## INSTRUCTION
All of the material below is to be returned exactly.

** begin MATERIAL FOR THIS TASK **

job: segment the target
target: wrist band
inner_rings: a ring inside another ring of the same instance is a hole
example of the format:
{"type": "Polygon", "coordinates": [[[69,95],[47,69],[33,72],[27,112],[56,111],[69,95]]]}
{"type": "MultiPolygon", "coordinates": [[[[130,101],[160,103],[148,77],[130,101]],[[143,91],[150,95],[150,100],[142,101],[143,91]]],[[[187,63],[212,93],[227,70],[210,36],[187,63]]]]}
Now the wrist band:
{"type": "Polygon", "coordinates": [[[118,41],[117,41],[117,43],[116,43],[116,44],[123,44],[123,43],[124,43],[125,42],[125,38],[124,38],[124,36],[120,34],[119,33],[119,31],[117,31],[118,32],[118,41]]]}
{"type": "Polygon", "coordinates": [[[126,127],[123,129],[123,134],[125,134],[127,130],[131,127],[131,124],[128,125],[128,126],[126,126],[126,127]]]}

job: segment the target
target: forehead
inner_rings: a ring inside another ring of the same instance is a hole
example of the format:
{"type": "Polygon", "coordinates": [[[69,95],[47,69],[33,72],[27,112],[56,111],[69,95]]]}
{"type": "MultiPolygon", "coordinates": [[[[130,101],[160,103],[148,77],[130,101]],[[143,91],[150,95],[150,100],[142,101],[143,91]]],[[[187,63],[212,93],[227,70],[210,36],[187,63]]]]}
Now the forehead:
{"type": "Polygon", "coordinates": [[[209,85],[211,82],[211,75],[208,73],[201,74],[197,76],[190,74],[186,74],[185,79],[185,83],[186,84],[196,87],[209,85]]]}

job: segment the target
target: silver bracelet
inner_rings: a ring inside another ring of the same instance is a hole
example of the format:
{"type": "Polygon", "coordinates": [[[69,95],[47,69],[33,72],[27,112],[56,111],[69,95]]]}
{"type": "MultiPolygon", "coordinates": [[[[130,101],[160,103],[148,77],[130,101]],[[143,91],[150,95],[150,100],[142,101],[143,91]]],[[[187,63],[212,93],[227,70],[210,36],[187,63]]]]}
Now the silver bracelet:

** end MATERIAL FOR THIS TASK **

## RESPONSE TO THE TASK
job: segment the target
target: wrist band
inner_rings: a ring inside another ring of the same instance is a hole
example of the format:
{"type": "Polygon", "coordinates": [[[69,95],[47,69],[33,72],[27,112],[56,111],[69,95]]]}
{"type": "MultiPolygon", "coordinates": [[[[130,101],[160,103],[148,77],[130,101]],[[143,91],[150,95],[150,100],[142,101],[143,91]]],[[[187,63],[212,93],[227,70],[210,36],[187,63]]]]}
Now the wrist band:
{"type": "Polygon", "coordinates": [[[118,41],[117,41],[117,43],[116,43],[116,44],[123,44],[123,43],[124,43],[125,42],[125,38],[124,38],[124,36],[120,34],[119,33],[119,31],[117,31],[118,32],[118,41]]]}
{"type": "Polygon", "coordinates": [[[126,127],[123,129],[123,134],[125,134],[127,130],[131,127],[131,124],[128,125],[128,126],[126,126],[126,127]]]}

job: segment the target
target: forehead
inner_rings: a ring inside another ring of the same instance is a hole
example of the format:
{"type": "Polygon", "coordinates": [[[69,95],[47,69],[33,72],[27,112],[56,111],[69,95]]]}
{"type": "MultiPolygon", "coordinates": [[[[130,101],[160,103],[148,77],[130,101]],[[143,91],[150,95],[150,100],[142,101],[143,91]]],[[[187,63],[212,93],[227,70],[210,36],[187,63]]]]}
Now the forehead:
{"type": "Polygon", "coordinates": [[[209,85],[211,82],[211,75],[208,73],[201,74],[197,76],[190,74],[186,74],[185,79],[185,83],[186,84],[196,87],[209,85]]]}

job: segment the target
target: silver bracelet
inner_rings: a ring inside another ring of the same instance is a hole
example of the format:
{"type": "Polygon", "coordinates": [[[69,95],[47,69],[33,72],[27,112],[56,111],[69,95]]]}
{"type": "MultiPolygon", "coordinates": [[[[130,101],[160,103],[148,77],[130,101]],[[143,91],[150,95],[150,100],[142,101],[143,91]]],[[[187,63],[212,93],[227,70],[210,36],[187,63]]]]}
Now the silver bracelet:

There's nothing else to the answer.